▶ **PROBLEMS TO SOLVE**:
(a) Repeat the Rule 41 passage between "In December 2016" and "undue computer-hacking powers.", inclusive.
(b) Extend the passage on the Rule 41 changes by writing the section that comes after its last sentence.

▶ **TEXT SEGMENT**:
In December 2016 Congress approved seemingly innocuous changes to Rule 41 of the Federal Rules of Criminal Procedure, a controversial investigative authority governing complex cyber cases. The Rule 41 changes will be the latest addition to the government’s growing arsenal of post-9/11 surveillance powers. As privacy advocates have rightly pointed out, the oftentimes vague phrasing of Rule 41 and its new changes mean the rule could easily be abused to infringe on personal privacy and grant investigators undue computer-hacking powers.
Implications of the New Changes
The new changes center around two main subjects. One clause gives judges the authority to issue warrants in any district where illicit activities may have occurred. On its face this seems reasonable, but it means judges can potentially issue warrants way outside their intended jurisdiction. It also means investigators can potentially shop around for judges in various districts who will grant the wide-ranging warrants. The second major change affects users who were compromised in criminal hacking attacks. Under the changes, investigators can remotely access and collect all information from any device compromised in an attack as part of an investigation. For botnet attacks which may compromise many thousands of individual devices, this means a large amount of personal information not relevant to the investigation will be in the hands of federal investigators.

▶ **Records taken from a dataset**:

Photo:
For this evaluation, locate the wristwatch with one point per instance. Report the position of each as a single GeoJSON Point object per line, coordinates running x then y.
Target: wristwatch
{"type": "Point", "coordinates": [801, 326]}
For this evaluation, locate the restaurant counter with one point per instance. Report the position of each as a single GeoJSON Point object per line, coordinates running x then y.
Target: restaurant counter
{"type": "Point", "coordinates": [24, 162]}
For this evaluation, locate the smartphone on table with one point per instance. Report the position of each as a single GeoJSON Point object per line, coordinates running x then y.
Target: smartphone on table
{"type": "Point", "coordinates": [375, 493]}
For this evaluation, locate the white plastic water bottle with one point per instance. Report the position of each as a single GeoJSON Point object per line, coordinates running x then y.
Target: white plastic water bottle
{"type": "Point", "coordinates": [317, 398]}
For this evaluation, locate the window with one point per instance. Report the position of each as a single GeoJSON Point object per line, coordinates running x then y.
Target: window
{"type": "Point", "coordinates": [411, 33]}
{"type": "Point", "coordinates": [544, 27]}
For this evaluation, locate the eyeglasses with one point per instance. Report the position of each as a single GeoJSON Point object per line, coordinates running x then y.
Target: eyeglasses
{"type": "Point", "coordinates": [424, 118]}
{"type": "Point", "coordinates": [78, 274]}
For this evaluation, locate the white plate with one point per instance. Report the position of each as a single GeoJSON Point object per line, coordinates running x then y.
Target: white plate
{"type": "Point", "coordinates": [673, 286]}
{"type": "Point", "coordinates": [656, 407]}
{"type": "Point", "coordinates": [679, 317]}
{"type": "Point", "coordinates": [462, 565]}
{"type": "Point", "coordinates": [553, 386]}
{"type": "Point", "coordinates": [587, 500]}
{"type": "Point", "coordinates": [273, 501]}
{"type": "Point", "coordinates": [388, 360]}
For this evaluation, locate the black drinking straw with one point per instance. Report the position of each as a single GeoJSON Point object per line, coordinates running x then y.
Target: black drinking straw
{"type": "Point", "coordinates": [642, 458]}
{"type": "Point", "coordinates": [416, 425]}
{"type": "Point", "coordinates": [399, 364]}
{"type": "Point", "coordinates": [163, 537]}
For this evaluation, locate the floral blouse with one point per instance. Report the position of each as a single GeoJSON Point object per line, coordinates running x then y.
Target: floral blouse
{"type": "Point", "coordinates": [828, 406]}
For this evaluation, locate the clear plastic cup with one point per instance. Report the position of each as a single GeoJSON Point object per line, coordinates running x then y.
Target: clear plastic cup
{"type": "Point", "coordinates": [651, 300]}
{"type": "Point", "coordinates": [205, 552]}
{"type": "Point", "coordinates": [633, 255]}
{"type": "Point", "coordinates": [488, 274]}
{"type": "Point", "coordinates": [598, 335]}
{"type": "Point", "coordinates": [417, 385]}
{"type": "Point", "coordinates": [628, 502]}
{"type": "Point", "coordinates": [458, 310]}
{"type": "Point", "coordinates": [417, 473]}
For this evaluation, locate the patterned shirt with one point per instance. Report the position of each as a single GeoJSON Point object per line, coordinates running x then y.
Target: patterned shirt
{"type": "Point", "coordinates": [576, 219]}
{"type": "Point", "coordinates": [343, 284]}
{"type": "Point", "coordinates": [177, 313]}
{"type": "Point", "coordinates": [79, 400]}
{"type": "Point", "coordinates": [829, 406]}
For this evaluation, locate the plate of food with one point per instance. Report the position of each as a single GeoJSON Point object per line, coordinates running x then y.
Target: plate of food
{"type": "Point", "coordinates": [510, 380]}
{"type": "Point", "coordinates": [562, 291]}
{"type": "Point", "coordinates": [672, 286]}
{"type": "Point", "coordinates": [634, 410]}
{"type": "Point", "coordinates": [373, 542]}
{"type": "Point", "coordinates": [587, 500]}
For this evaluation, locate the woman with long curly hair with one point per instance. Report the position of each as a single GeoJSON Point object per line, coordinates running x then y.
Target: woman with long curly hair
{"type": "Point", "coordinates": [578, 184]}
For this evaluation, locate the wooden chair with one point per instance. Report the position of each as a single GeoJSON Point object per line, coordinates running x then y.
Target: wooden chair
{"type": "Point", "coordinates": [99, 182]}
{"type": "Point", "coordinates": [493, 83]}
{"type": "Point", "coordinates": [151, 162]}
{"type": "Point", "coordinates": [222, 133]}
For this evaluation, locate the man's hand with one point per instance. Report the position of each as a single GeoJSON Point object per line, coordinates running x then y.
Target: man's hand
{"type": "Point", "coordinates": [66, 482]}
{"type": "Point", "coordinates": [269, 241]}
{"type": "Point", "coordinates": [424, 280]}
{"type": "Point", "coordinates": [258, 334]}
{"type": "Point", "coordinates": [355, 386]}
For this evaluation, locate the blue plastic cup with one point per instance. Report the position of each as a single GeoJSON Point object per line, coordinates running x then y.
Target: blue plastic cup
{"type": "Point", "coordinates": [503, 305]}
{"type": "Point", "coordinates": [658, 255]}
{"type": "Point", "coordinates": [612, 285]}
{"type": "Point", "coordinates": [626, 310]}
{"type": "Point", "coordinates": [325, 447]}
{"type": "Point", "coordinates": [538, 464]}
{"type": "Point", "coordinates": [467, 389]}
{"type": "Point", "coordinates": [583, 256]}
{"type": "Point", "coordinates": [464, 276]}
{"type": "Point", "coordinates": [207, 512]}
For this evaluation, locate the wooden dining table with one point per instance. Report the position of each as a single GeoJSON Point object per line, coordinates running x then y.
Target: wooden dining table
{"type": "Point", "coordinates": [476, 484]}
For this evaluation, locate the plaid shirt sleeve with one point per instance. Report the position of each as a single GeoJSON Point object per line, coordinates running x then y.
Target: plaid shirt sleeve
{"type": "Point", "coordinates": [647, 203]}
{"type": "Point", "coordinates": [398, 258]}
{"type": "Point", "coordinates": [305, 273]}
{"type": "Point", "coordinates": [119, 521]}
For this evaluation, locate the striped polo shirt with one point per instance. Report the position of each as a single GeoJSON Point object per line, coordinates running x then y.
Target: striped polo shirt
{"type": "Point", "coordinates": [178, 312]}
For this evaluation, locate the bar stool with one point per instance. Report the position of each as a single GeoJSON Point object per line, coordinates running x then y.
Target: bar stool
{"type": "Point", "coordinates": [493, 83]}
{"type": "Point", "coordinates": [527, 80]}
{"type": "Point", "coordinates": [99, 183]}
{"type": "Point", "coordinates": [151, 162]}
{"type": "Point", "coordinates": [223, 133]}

▶ **RESULTS OF THE TASKS**:
(a)
In December 2016 Congress approved seemingly innocuous changes to Rule 41 of the Federal Rules of Criminal Procedure, a controversial investigative authority governing complex cyber cases. The Rule 41 changes will be the latest addition to the government’s growing arsenal of post-9/11 surveillance powers. As privacy advocates have rightly pointed out, the oftentimes vague phrasing of Rule 41 and its new changes mean the rule could easily be abused to infringe on personal privacy and grant investigators undue computer-hacking powers.

(b)
The Controversial History of Rule 41
First introduced as an amendment to the 2001 USA PATRIOT Act, Rule 41 allows law enforcement agencies to “hack”, or remotely access, computers under certain poorly-defined circumstances. Rule 41 was controversially used by the FBI in February 2015 to compromise and seize the server hosting Playpen, a known dark web child pornography site. After the successful hack and confiscation, the FBI decided rather than shutting down the site it would instead run and operate the site in order to spy on its users and hack their IP addresses. Calling it (unfortunately) “Operation Pacifier”, the FBI then decided to host Playpen on its own servers in Newington, Virginia, distributing as many as 1 million pictures and videos of child pornography to more than 100,000 users in a two-week time frame, as according to case documentation. The FBI’s classified hacking tools in the case, technically justified under Rule 41, potentially compromised over 100,000 Playpen visitors in dozens of countries. Of the thousands of alleged Playpen visitors hacked by the FBI, a meager 186 have been charged with crimes. Furthermore, the FBI used its Rule 41 warrant to target a global user base and an open-ended number of individuals. This is different from almost all other warrants, which allow for specified activities targeting specified individuals within specified geographic boundaries.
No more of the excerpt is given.